▸ TASK OBJECTIVE
Your job is to copy all the entries precisely as they stand.

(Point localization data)
=====
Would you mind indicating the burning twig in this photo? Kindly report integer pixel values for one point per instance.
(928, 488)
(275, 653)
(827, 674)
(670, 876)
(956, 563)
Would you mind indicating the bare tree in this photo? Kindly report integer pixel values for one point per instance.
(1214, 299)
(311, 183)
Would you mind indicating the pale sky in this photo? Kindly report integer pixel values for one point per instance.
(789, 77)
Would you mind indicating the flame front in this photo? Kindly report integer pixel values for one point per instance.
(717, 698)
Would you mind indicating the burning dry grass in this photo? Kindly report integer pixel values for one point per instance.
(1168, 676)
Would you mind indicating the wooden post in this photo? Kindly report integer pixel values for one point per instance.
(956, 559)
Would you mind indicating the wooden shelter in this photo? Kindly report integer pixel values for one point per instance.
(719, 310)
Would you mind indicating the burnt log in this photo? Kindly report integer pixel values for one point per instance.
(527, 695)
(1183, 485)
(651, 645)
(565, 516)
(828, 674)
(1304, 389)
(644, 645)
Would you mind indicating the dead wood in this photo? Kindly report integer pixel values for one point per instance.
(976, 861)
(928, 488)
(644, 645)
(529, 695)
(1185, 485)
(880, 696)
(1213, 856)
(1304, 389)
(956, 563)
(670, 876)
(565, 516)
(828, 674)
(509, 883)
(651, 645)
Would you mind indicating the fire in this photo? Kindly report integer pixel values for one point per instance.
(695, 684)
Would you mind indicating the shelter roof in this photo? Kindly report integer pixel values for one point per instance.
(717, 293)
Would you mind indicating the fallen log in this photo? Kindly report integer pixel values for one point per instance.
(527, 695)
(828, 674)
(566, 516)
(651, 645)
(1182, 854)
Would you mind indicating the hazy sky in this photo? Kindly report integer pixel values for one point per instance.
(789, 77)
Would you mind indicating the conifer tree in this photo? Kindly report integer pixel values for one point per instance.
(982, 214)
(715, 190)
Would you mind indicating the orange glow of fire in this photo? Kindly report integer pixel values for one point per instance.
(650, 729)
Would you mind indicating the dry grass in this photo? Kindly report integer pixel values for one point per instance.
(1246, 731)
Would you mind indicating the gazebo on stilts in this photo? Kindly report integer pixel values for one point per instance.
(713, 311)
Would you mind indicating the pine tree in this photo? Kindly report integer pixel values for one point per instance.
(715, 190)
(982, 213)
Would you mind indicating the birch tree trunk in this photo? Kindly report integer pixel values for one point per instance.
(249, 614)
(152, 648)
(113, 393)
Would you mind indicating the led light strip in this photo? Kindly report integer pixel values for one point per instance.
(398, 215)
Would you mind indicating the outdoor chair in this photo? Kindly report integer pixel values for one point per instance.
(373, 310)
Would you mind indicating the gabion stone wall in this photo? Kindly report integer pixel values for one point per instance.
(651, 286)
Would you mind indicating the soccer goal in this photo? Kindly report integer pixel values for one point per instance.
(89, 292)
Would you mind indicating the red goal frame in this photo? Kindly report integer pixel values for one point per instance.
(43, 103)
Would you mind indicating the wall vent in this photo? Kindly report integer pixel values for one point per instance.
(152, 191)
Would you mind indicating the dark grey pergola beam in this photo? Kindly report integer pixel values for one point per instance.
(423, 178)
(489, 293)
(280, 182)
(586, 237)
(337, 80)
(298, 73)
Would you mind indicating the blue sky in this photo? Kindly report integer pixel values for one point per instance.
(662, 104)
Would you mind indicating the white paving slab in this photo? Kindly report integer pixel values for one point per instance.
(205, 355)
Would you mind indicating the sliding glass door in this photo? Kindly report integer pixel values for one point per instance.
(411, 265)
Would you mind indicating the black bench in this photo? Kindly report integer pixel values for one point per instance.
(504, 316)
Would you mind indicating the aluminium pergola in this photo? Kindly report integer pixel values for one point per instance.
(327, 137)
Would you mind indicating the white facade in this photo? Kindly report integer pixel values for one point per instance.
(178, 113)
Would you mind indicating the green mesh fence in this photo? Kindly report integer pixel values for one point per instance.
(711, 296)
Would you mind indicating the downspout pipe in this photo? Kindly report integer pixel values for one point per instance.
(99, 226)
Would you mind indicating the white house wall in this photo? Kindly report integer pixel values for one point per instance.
=====
▸ OUTPUT OF THE EXERCISE
Would you mind indicating the burning twig in this photo? Kindly report integer pixel values for one point per instance.
(928, 488)
(275, 653)
(827, 674)
(670, 876)
(956, 563)
Would you mind indicating the bare tree in this photo? Kindly report integer pixel values for one point per instance.
(1214, 299)
(311, 183)
Would you mind indicating the pale sky in this photo? Kindly report integer pixel values for one point per instance.
(789, 77)
Would you mind indicating the flame front in this photo? Kindly report integer pixel values for one point per instance.
(717, 698)
Would you mind indicating the burning dry grass in this photo? Kindly report integer pixel values for one point per instance.
(1168, 676)
Would you mind indicating the wooden post in this photo? Kindly report integer pixel values for one point per instance.
(956, 559)
Would you mind indicating the wooden shelter in this photo? Kindly report integer pixel values for one point per instance.
(719, 310)
Would you mind indicating the burnt log in this photo? Kindly report integer pixel values for one point per instance.
(527, 695)
(1183, 485)
(651, 645)
(565, 516)
(828, 674)
(1304, 389)
(644, 645)
Would you mind indicating the dead wood in this photo? Kindly report integer pixel values for one point per instance.
(976, 861)
(928, 488)
(644, 645)
(529, 695)
(1185, 485)
(880, 696)
(1213, 856)
(1304, 389)
(956, 563)
(670, 876)
(565, 516)
(828, 674)
(509, 883)
(651, 645)
Would you mind indicating the fire in this photo? Kindly report integer pixel values for one point per instance.
(695, 684)
Would you mind indicating the shelter roof in this photo? Kindly report integer pixel values for one point per instance.
(717, 293)
Would you mind indicating the fallen log in this photo? Kindly report integer pixel values for one point per instance.
(527, 695)
(828, 674)
(566, 516)
(651, 645)
(1182, 854)
Would you mind indicating the hazy sky in this photo? Kindly report integer pixel values for one point per instance.
(789, 77)
Would you mind indicating the conifer tree in this photo? Kindly report integer pixel values for one point per instance.
(982, 214)
(715, 190)
Would you mind indicating the orange glow of fire in this photo? Kindly report integer pixel values for one point per instance.
(650, 729)
Would you mind indicating the dry grass in this photo? Kindly report integer pixel values for one point per instance.
(1246, 731)
Would you mind indicating the gazebo on stilts in this photo? Kindly report integer pixel values for one point per instance.
(713, 311)
Would you mind indicating the pine tree in this photo? Kindly report integer pixel values for one point per instance.
(715, 190)
(982, 213)
Would you mind indicating the birch tree trunk in this photo? Kindly report integer pixel values for one point per instance.
(249, 614)
(152, 648)
(113, 393)
Would you mind indicating the led light strip in this photo? Kindly report integer pixel values for one point per instance.
(398, 215)
Would you mind indicating the outdoor chair in this photo? Kindly report integer pixel values for one point per instance.
(373, 310)
Would you mind indicating the gabion stone wall in this photo? Kindly report integer pixel values for one point per instance.
(651, 286)
Would you mind indicating the soccer goal in this photo? Kindly report integer pixel values for one point per instance.
(89, 292)
Would you mind indicating the red goal frame in this photo? Kindly report integer pixel values for one point per instance.
(43, 103)
Would you mind indicating the wall vent in this photo? Kindly report integer pixel values for one point per instance.
(152, 191)
Would you mind indicating the dark grey pergola beam in this photo? Kindly report integer pixel values for one point per instance.
(423, 178)
(489, 293)
(280, 182)
(586, 237)
(337, 80)
(298, 73)
Would you mind indicating the blue sky in this photo? Kindly report integer pixel values for one point per instance.
(662, 104)
Would you mind indicating the white paving slab in this photo? Kindly report integer pixel values for one point per instance.
(205, 355)
Would you mind indicating the sliding glass door in this photo? Kindly report integer pixel values for one point per instance.
(411, 265)
Would you mind indicating the black bench in this photo? Kindly report integer pixel values for one point per instance.
(504, 316)
Would you mind indicating the aluminium pergola in this photo? Kindly report integer pixel values for one point per instance.
(327, 137)
Would you mind indicating the white facade in this photo? Kindly report integer pixel values for one point per instance.
(178, 113)
Would you mind indicating the green mesh fence in this photo? Kindly report integer pixel values for one point per instance.
(711, 296)
Would you mind indicating the downspout pipe in this photo? Kindly report integer pixel values for one point per instance.
(99, 226)
Would you mind indicating the white house wall in this photo? Kindly report integer pixel values for one point per instance.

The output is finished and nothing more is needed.